From: "Tom Holden" on Tues 31 May 2005 22:08
wrote in message
roups.com...
From: Richard Hosking on Tues 31 May 2005 20:05
Lacking a calibrated RF source and much other critical equipment, I do have
a 45 year old Eico scope that once belonged to the famous Bach pianist Glenn
Gould, and could cobble together a variable dc source and a low freq
oscillator. To observe phase response of the open loop system, I'm thinking
that the loop could be broken between the AGC detector and the AGC time
constant/buffer. Drive the latter and the X input of the scope with the dc
supply and superposed low freq signal, feed the receiver with steady state
RF carrier and take the output of the AGC detector to the scope's Y input.
The variation of the input to the AGC system will cause variation in the
receiver gain and the output of the AGC detector. If in phase, the scope
would show a line with positive slope; if antiphase, a line with negative
slope; if in-between, an ellipse or some open shape subject to time
constants and non-linearities. This arrangement would leave the receiver's
RF gain control intact and its effect on time constant and phase observable;
it appears to modify the discharge resistance seen by a 1uF cap at the RF
and 1st Mixer in addition to pulling down the AGC voltage applied to them.
Does that seem to be a practical approach, Len?
If that tells you what you want to know, it is practical.
However, the phase information from that Lissajous display is
rather gross. If, with a closed-loop condition, there is
marginal stability, then a better handle on phase response
would be necessary...or just reducing the AGC control-line
magnitude (which would offer less AGC action).

+-------+

» **Exercise A**
In the AGC loop discussion, which scope input receives the output of the AGC detector?
» **Exercise B**
Please repeat the stretch of the AGC loop discussion from "However, the phase" through "less AGC action).", substituting "XY display" for "Lissajous display".
» **Exercise C**
Carry the AGC loop discussion further, beginning after its final sentence.

+-------+

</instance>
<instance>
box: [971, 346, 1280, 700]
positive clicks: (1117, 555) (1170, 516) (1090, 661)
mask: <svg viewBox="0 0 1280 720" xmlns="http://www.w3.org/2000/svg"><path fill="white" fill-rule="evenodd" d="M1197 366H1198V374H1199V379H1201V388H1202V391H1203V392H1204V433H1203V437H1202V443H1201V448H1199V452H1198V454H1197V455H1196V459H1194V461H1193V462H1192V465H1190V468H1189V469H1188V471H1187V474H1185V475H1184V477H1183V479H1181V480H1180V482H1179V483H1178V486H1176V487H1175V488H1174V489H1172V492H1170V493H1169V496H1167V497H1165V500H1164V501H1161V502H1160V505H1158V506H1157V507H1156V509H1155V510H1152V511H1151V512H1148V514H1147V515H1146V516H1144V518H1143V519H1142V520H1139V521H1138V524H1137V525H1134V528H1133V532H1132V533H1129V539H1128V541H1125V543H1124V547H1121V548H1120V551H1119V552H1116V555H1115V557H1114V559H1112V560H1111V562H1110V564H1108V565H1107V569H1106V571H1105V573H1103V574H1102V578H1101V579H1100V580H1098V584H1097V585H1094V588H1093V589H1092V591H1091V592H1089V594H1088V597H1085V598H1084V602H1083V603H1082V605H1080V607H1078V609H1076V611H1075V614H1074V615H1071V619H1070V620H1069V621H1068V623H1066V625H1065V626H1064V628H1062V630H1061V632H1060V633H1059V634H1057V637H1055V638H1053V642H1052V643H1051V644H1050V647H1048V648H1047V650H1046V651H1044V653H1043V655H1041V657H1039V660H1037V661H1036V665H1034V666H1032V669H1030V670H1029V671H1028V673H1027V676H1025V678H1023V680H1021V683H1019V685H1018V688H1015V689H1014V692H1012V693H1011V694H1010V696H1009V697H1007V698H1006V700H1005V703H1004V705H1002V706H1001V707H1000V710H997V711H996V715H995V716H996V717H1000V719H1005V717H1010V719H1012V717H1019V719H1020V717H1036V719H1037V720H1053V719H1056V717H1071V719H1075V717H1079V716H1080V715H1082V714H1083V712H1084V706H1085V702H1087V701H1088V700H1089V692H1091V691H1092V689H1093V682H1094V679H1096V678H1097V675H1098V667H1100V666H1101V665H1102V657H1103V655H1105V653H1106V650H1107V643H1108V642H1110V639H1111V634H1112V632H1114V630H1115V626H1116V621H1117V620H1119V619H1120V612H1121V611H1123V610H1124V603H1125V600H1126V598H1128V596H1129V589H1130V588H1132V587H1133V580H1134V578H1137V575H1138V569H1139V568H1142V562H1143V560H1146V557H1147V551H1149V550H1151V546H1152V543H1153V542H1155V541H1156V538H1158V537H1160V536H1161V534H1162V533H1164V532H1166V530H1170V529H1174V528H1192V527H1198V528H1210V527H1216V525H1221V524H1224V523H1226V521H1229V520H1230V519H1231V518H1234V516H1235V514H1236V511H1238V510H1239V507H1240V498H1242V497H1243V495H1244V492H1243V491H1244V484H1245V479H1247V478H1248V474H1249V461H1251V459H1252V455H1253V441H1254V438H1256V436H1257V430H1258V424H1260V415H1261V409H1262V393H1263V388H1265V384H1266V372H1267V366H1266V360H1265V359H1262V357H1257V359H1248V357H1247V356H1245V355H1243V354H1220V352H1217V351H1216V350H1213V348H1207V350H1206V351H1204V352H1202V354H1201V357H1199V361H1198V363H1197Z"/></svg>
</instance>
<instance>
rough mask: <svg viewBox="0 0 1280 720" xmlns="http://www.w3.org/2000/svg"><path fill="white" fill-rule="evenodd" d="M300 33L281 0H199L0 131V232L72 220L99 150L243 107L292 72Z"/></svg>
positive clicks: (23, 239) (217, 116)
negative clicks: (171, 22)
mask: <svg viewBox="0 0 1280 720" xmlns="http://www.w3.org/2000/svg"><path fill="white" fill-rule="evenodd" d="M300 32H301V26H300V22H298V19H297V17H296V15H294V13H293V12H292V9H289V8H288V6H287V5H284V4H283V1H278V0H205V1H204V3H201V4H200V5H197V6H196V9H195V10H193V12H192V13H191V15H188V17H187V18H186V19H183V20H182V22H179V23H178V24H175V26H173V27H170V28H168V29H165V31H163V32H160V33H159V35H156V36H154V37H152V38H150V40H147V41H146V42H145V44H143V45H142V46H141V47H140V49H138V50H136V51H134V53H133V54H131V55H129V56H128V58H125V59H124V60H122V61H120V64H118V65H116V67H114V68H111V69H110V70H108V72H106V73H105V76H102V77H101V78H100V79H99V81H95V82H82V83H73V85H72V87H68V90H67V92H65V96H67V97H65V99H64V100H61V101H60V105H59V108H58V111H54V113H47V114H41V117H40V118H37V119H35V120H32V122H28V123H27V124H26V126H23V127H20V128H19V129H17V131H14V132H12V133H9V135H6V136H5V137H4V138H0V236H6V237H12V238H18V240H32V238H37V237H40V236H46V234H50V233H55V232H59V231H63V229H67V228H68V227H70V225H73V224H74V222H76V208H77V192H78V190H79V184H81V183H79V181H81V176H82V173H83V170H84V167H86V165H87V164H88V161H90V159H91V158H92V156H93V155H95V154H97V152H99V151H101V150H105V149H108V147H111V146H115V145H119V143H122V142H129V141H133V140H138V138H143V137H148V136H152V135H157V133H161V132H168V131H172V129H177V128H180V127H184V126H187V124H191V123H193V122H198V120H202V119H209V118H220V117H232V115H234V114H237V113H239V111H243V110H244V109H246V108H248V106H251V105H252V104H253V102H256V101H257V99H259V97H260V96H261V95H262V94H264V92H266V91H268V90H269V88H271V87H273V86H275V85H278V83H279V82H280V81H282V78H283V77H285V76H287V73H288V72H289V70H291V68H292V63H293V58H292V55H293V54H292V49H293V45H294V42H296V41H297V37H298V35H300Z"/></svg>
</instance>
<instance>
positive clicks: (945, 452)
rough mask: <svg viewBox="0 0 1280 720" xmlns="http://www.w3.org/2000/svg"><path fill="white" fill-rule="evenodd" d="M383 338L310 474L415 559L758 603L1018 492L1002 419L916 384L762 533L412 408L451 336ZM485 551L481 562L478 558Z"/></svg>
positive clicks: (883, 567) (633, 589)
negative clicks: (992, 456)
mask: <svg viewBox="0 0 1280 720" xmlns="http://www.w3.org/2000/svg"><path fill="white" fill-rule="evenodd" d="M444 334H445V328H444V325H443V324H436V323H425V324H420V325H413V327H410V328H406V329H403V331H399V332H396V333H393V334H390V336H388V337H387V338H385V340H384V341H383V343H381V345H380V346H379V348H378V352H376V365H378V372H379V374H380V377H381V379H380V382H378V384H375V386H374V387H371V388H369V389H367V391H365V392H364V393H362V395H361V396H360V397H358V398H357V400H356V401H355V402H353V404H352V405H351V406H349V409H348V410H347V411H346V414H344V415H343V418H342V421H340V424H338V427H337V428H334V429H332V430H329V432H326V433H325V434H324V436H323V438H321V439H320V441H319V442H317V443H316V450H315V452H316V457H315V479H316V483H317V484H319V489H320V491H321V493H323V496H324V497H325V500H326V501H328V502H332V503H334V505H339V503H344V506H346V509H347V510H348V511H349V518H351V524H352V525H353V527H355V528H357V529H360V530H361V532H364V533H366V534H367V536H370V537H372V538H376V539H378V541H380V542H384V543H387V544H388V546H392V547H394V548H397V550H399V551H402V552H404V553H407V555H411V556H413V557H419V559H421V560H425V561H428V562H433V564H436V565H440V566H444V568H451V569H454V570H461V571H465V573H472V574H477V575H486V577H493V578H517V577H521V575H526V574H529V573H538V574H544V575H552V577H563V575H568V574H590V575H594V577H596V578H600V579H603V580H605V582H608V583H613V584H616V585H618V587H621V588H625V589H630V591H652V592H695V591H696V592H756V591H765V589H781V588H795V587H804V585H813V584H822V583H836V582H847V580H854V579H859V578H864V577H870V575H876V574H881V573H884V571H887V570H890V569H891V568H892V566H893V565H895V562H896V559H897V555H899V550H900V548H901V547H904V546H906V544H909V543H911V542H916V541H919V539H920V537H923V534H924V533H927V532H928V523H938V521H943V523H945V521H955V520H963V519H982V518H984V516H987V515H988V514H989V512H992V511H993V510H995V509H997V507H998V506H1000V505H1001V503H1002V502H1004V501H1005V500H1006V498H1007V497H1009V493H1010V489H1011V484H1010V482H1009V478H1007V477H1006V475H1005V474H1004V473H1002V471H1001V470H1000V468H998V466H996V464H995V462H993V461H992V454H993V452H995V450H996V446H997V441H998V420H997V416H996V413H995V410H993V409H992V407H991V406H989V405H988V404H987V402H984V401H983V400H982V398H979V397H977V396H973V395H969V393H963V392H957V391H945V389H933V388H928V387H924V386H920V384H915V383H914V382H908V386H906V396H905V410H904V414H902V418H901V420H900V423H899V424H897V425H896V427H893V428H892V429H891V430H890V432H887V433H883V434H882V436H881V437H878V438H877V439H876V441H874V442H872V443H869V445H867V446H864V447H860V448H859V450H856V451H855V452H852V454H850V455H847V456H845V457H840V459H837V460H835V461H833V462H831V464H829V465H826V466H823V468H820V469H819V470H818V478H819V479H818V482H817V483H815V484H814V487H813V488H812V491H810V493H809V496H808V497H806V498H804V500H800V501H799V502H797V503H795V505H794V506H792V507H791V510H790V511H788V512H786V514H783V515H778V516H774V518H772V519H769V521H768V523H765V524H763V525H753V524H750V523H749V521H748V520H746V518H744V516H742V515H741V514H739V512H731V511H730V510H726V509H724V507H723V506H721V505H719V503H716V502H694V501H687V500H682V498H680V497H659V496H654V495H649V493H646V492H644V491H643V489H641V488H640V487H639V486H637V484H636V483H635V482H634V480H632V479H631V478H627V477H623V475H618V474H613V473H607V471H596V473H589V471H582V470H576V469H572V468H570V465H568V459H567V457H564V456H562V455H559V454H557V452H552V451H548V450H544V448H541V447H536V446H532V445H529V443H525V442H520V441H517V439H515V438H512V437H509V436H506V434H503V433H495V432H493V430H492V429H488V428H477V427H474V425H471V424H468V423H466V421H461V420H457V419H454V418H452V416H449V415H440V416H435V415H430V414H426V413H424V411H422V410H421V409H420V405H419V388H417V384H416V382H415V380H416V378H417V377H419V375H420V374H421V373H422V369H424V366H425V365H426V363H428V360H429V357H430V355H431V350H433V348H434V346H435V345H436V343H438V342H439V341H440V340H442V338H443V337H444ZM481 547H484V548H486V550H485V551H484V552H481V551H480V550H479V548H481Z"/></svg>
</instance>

+-------+

» **Output A**
The Y input.

» **Output B**
However, the phase information from that XY display is
rather gross. If, with a closed-loop condition, there is
marginal stability, then a better handle on phase response
would be necessary...or just reducing the AGC control-line
magnitude (which would offer less AGC action).

» **Output C**
I'll have to presume the Eico scope doesn't have a slow sweep
rate. If that scope has a DC input on both horizontal and
vertical, then the cobbled-together low-frequency source could
be built with a ramp output that would act as the horizontal
sweep; the display would then be just one cycle but that would
indicate the phase difference. Suggestion for source: Exar
XR-8038 DIP which has both square-wave and sine outputs.
A "bounce-less" switch circuit can be put together out of two
NAND gates connected as an R-S flip-flop, an SPDT switch
grounding/earthing one input on each NAND gate. That simulates
a very extreme "attack" situation to check the response of the
AGC control-line circuit. It's a bit much to infer anything
of numerical value out of that, though, since the amount of
analysis of the waveform out of the AGC control-line is lengthy
and probably more time than it's worth.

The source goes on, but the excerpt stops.